_EXERCISE DETAILS_
According to the arts review, which book is John Donahue's libretto for Postcard from Morocco based on?

_ARTICLE_
****************
Arts Review

“Opera” Three Ways in Boston


I don’t like opera. There, I said it. I enjoy individual operas, to be sure, but opera? The genre, the institution and everything that comes with it? More often than not, I pass in favor of something else. And I do not think that’s such an unusual position, even among classical music devotees. For opera asks a lot of its audience. It asks you to suspend disbelief in order to follow ridiculous and convoluted plots. It asks you to look past characterizations of women and racial and religious minorities that upset contemporary sensibilities, to put it mildly. Perhaps most audaciously of all, it frequently asks you to devote three-plus hours to the hearing of a single work. Who’s got the time for all that?
 
So I was pleased to attend three recent Boston productions that offered new visions of what opera could be. In the New England Conser­vatory’s production of Dominick Argento’s Postcard from Morocco, the Boston Early Music Festival’s La storia di Orfeo, and the American Modern Opera Company’s Cage, I encountered three sets of ideas about what it means to make opera in the twenty-first century. Taken together, these three productions serve as a guide for those seeking to produce opera that is engaging and pleasurable, thought-provoking and unexpected.

 

Dominick Argento’s Postcard from Morocco, produced by the New England Conservatory’s graduate opera studies program at the Plimpton Shattuck Black Box Theater, was the most conventionally operatic performance I attended. But it was far from conventional. Though Postcard from Morocco possesses many of the qualities that define traditional opera, the libretto by John Donahue sets it apart. Based on A Child’s Garden of Verses, a book of poetry by nineteenth-century Scottish author Robert Louis Stevenson, Donahue’s libretto establishes a theatrical world that was unique at the time of the opera’s 1971 premiere and remains so to this day.
 
The synopsis of Postcard from Morocco begins inconspicuously enough: “A small group of people wait in a railway station.” As stage director Joshua Major observes in a program note for the NEC production, the setting is “seemingly abstract,” with an unclear “sense of time” and undefined relationships. The year is ostensibly 1914, the place Morocco, but there is no clear indication of either. In fact one of the production’s few missteps was the decision to dress the orchestra members in stereotypically Moroccan garb (fez and all), which appeared as not only exoticist, but also somewhat on-the-nose considering the otherwise vague setting.
****************
_DATA SHOWN_
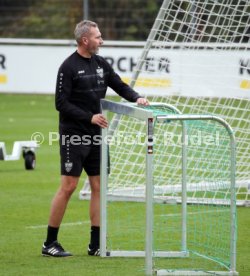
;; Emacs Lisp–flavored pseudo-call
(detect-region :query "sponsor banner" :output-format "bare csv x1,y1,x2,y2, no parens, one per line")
0,45,250,98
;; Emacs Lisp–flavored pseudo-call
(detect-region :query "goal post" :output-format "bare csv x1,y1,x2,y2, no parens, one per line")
100,100,237,275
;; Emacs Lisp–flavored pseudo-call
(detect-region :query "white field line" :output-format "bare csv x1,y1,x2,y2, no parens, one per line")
25,220,89,229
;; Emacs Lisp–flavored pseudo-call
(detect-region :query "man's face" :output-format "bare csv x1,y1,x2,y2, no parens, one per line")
86,27,103,55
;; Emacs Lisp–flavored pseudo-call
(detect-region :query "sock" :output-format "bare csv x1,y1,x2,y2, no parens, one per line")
90,226,100,248
44,225,59,246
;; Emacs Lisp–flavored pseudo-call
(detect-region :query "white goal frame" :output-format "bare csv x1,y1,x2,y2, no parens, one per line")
100,100,238,275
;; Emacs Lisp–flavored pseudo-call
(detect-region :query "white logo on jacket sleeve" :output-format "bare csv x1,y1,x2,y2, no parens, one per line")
96,68,103,78
64,162,73,172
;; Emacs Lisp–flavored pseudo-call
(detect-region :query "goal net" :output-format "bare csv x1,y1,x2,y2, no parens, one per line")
101,101,237,275
80,0,250,205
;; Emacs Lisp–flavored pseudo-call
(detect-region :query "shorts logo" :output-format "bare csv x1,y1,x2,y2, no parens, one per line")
96,68,103,78
64,162,73,172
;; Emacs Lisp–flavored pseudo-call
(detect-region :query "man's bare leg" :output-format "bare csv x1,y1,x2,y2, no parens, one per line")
42,175,79,257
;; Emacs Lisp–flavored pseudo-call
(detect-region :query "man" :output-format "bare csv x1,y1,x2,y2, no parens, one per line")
42,20,149,257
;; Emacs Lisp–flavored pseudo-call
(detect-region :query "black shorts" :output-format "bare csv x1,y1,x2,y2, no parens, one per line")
60,137,101,176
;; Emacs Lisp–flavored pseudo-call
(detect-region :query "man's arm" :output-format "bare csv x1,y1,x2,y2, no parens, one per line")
55,68,93,122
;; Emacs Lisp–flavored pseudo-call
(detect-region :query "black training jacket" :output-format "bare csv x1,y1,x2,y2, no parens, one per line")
55,52,140,136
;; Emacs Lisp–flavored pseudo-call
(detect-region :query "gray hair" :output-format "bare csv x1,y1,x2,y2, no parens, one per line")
74,20,98,44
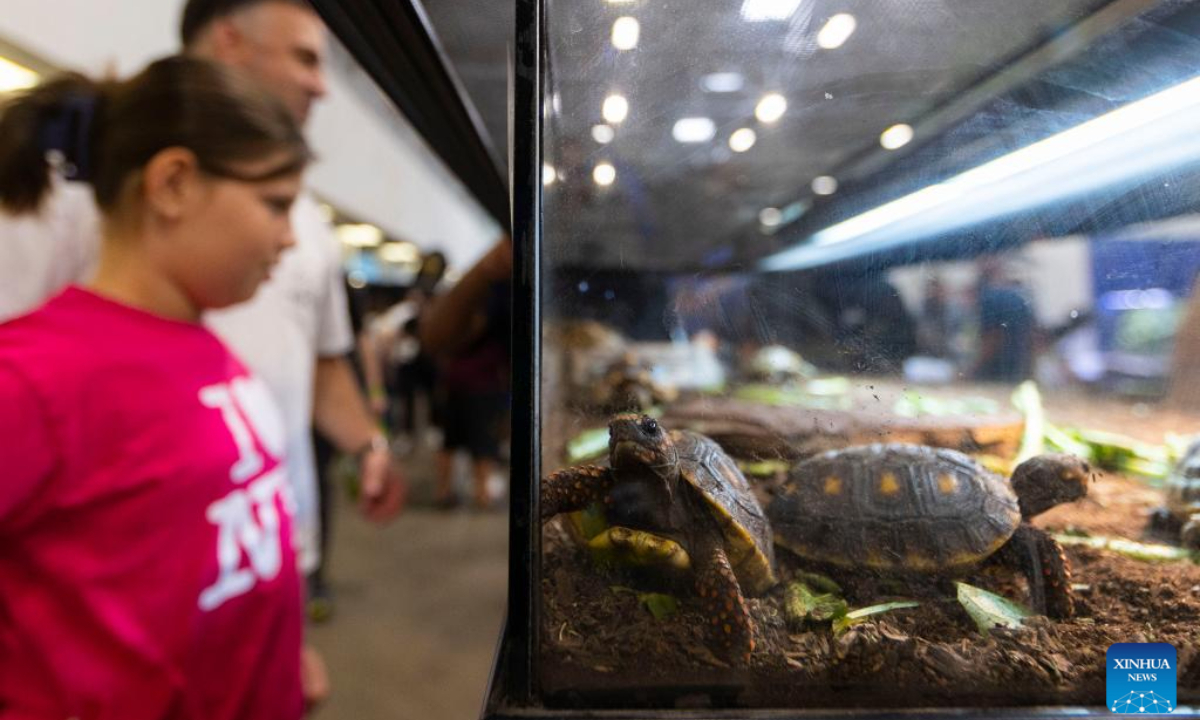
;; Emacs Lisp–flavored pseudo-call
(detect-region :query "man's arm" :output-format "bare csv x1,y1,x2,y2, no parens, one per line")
418,235,512,355
312,356,408,522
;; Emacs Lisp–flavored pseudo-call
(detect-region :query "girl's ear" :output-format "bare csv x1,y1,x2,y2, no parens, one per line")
142,148,202,220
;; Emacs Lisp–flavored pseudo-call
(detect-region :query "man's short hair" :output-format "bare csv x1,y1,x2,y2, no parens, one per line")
179,0,312,48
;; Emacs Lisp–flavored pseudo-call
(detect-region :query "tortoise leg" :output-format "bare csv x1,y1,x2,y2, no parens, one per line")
541,466,613,522
692,541,754,665
1180,512,1200,550
588,526,691,572
997,524,1075,619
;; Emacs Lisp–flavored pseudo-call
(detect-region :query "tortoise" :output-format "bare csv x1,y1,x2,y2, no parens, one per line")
1154,440,1200,550
540,414,775,664
767,443,1091,618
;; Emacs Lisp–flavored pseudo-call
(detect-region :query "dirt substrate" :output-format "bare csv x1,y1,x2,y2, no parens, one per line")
541,475,1200,708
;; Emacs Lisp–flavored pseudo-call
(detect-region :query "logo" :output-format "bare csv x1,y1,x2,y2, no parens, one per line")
1105,642,1176,715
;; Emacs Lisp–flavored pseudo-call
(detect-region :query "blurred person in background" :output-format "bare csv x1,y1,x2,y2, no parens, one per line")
0,58,314,720
0,0,407,619
418,236,512,508
971,256,1036,382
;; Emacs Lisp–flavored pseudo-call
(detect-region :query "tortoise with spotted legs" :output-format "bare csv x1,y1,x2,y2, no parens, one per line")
768,444,1091,618
541,414,775,664
1153,440,1200,550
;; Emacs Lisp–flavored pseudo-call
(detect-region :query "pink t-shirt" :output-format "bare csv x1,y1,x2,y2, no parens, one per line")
0,288,304,720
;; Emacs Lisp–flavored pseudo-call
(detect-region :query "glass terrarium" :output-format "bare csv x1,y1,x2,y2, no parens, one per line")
488,0,1200,715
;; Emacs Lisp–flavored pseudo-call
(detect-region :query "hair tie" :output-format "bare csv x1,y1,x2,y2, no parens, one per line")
38,95,98,181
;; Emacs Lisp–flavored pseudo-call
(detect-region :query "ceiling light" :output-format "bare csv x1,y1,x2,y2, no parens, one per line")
671,118,716,143
762,73,1200,270
754,92,787,125
817,12,858,50
592,162,617,187
758,208,784,228
812,175,838,194
700,72,745,92
335,223,383,247
612,17,641,50
730,127,758,152
880,122,912,150
742,0,802,23
378,242,421,265
601,95,629,125
0,58,40,92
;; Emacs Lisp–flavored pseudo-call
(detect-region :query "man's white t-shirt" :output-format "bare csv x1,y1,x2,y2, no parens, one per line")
0,178,100,323
0,182,354,572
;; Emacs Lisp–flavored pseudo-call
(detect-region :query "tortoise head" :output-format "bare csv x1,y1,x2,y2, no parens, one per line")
1012,454,1092,520
608,413,679,480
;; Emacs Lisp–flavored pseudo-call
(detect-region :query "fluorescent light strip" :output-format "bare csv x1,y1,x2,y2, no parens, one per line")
0,58,41,92
763,73,1200,270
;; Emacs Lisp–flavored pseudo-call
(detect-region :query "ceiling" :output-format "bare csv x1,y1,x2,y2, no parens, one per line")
425,0,1200,270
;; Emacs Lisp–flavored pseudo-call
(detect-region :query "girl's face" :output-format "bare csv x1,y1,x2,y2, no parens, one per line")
170,157,301,310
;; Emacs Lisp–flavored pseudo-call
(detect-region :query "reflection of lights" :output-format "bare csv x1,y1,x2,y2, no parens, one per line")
0,58,41,92
742,0,800,23
730,127,758,152
817,12,858,50
378,242,421,265
700,72,744,92
762,66,1200,270
880,122,912,150
671,118,716,143
812,175,838,194
612,17,641,50
601,95,629,125
1100,288,1175,310
592,162,617,187
335,223,383,247
754,92,787,125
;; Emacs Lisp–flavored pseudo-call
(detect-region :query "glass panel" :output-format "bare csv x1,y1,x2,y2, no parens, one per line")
538,0,1200,712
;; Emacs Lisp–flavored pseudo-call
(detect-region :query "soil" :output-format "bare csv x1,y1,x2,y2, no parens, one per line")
539,386,1200,708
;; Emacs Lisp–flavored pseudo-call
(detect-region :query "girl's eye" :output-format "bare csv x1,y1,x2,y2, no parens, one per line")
263,198,292,215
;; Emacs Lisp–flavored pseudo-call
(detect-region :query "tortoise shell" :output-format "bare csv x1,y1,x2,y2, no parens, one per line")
769,444,1021,572
1166,442,1200,521
671,431,775,595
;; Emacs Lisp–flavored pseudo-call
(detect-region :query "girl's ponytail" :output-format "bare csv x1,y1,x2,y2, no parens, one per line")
0,74,103,214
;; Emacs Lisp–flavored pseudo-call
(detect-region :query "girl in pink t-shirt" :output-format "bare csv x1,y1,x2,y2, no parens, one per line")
0,58,308,720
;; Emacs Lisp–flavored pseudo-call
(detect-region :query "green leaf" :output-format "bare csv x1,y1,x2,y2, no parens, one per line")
566,427,608,464
637,593,679,620
954,582,1033,635
1054,533,1200,563
784,582,847,628
796,572,841,595
833,600,920,635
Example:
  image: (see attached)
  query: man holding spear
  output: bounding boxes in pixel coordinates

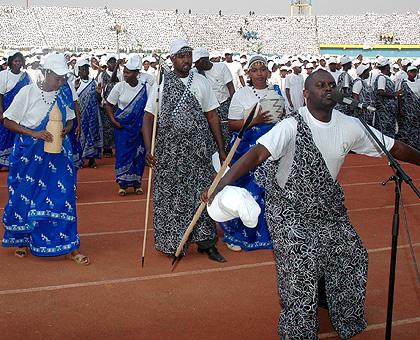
****************
_ANSWER TO THE EXERCISE_
A Child's Garden of Verses, a book of poetry by Robert Louis Stevenson.